[Photo-based point labeling data]
.....

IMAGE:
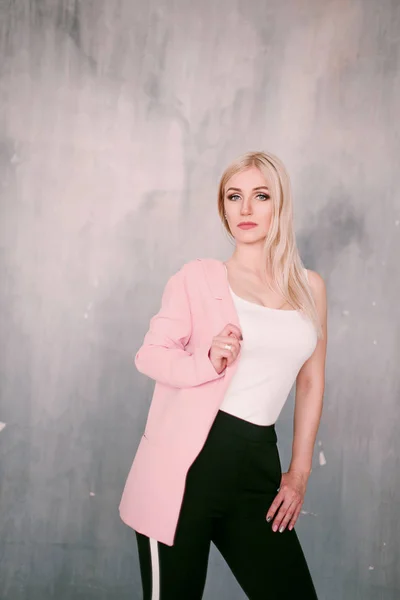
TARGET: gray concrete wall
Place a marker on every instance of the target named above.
(116, 120)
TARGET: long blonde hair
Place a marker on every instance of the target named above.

.....

• [WHAT YOU SHOULD DO]: Can you copy every line of the records above word for word, leaving out the pictures?

• [TASK SOLUTION]:
IMAGE:
TARGET: gray concrete wall
Place a marker on every instance of the target named above.
(116, 120)
TARGET: long blonde hair
Place a marker on every instance of the target named above.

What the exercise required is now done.